[TASK GOAL]: What is needed is an exact copy of all the entries.

════

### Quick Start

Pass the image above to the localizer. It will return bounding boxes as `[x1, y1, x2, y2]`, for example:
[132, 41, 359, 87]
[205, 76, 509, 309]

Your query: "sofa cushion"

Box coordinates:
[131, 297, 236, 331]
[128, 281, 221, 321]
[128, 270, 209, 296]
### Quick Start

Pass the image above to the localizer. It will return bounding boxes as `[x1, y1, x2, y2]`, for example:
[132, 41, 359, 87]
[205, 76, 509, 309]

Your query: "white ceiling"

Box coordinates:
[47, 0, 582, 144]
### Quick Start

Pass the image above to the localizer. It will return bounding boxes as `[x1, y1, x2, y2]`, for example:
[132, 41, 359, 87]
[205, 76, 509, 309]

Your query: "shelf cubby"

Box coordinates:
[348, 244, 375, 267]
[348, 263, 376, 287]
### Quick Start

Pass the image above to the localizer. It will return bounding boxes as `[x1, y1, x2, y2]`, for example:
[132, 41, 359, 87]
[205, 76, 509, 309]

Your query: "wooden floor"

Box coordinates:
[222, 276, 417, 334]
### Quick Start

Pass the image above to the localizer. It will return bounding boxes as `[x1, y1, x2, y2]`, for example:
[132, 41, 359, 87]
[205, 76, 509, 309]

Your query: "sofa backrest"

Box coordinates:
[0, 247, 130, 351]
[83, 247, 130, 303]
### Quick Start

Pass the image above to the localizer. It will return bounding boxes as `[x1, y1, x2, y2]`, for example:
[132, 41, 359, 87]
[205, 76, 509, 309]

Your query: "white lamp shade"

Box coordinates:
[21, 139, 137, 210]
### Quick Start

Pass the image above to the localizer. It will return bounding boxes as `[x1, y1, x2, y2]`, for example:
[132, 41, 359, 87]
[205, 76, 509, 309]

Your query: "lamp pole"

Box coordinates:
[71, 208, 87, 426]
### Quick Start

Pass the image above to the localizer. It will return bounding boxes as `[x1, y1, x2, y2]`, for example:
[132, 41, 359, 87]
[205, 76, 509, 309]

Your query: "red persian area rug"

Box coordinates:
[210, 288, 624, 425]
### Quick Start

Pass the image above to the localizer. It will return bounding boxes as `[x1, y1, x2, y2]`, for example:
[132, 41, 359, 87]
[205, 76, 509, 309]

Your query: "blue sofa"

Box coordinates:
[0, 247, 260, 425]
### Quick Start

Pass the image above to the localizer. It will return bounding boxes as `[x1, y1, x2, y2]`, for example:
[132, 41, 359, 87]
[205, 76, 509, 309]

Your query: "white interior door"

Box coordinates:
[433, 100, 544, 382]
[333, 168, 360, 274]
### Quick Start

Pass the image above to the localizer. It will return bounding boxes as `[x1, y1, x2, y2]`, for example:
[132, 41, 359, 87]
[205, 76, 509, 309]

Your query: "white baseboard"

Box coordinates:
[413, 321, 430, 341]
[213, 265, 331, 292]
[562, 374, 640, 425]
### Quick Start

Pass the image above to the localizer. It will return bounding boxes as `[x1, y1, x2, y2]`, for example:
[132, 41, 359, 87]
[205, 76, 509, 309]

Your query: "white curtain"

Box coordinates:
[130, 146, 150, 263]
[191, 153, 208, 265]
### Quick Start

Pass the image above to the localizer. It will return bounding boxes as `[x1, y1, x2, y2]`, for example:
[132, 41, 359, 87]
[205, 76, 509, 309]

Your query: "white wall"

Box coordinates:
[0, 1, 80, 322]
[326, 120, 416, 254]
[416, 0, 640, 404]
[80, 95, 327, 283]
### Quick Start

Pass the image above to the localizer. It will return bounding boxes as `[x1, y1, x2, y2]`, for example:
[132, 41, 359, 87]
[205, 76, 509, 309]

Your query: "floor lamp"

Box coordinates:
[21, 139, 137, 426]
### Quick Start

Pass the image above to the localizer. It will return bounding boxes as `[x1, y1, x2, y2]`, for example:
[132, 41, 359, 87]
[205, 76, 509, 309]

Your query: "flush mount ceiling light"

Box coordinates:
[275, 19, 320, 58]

════

[FINAL ANSWER]:
### Quick Start

Pass the image above to the localizer. It will return bounding boxes as `[x1, y1, x2, y2]`, for example:
[132, 41, 359, 87]
[205, 76, 509, 309]

Your query: "sofa cushion"

Box coordinates:
[131, 297, 236, 331]
[128, 281, 221, 321]
[128, 270, 209, 296]
### Quick Start

Pass the image above to the localizer. It will return bounding boxes as `[x1, y1, x2, y2]`, for example:
[132, 41, 359, 87]
[205, 76, 509, 309]

Your query: "white ceiling"

Box coordinates:
[47, 0, 582, 144]
### Quick Start

Pass the image above to the localizer. It will return bounding boxes as `[x1, y1, x2, y2]`, for example:
[132, 41, 359, 87]
[205, 76, 509, 309]

Your query: "shelf cubby"

Box coordinates:
[348, 244, 375, 267]
[348, 263, 376, 287]
### Quick Start

Pass the image above to the localizer. It will return bounding boxes as `[x1, y1, x2, y2]`, for example:
[132, 41, 359, 87]
[205, 76, 509, 309]

Your query: "wooden floor"

Box coordinates:
[222, 276, 417, 334]
### Quick Start

Pass the image above to the localizer. It will return bounding boxes as `[x1, y1, x2, y2]`, for example:
[132, 41, 359, 87]
[205, 76, 509, 309]

Your query: "sofa backrest"

Box coordinates:
[0, 247, 130, 351]
[83, 247, 130, 303]
### Quick Start

Pass the image above to the localizer. It will return bounding boxes as `[x1, y1, x2, y2]`, for example:
[132, 41, 359, 87]
[205, 76, 509, 309]

Your query: "white lamp shade"

Box coordinates:
[21, 139, 137, 210]
### Quick Start

Pass the image above to the localizer. It will return bounding boxes as `[x1, y1, x2, y2]`, for example:
[132, 41, 359, 87]
[205, 76, 509, 309]

Your query: "lamp pole"

Box coordinates:
[71, 208, 87, 426]
### Quick Start

Pass the image above to the localizer. It will return bounding boxes as `[x1, y1, x2, y2]`, for example:
[132, 41, 359, 87]
[205, 76, 509, 309]

Your query: "red persian area rug"

Box coordinates:
[210, 288, 624, 425]
### Quick Start

Pass the image above to the localizer. It will return bounding boxes as `[x1, y1, x2, y2]`, for example:
[132, 41, 359, 87]
[205, 76, 509, 309]

Your query: "blue sofa"

Box coordinates:
[0, 247, 260, 425]
### Quick Start

Pass the image above to the localizer. It will return bounding boxes as `[x1, y1, x2, y2]`, for example:
[132, 41, 359, 87]
[205, 76, 509, 309]

Your query: "white interior door"

Box coordinates:
[433, 100, 544, 382]
[333, 168, 360, 274]
### Quick Start

Pass the image above to the localizer. It will return bounding boxes as `[x1, y1, x2, y2]`, for example:
[132, 41, 359, 87]
[205, 76, 509, 309]

Your query: "white baseboard"

Box coordinates:
[413, 321, 430, 341]
[213, 265, 331, 292]
[562, 374, 640, 425]
### Quick Start

Pass the image above to the localizer. It will return bounding boxes as `[x1, y1, x2, y2]`, for example:
[132, 41, 359, 87]
[205, 76, 509, 309]

Your query: "white curtain"

Box coordinates:
[130, 146, 150, 263]
[191, 153, 208, 265]
### Quick Start

Pass the image above to the localizer. It will return bounding boxes as `[x1, y1, x2, y2]`, for example:
[132, 41, 359, 87]
[205, 76, 509, 309]

Your query: "white wall"

Box coordinates:
[0, 1, 80, 322]
[326, 120, 416, 254]
[416, 0, 640, 404]
[80, 95, 327, 283]
### Quick Start

Pass the image above to the localizer. It will return bounding boxes as `[x1, y1, x2, y2]`, for example:
[132, 41, 359, 87]
[205, 76, 509, 309]

Your query: "floor lamp"

Box coordinates:
[21, 139, 137, 426]
### Quick Start

Pass the image above to the localizer. It will return bounding boxes as `[x1, y1, x2, y2]`, for example:
[132, 41, 359, 87]
[205, 76, 509, 309]

Your query: "flush mount ceiling light"

Box coordinates:
[275, 19, 320, 58]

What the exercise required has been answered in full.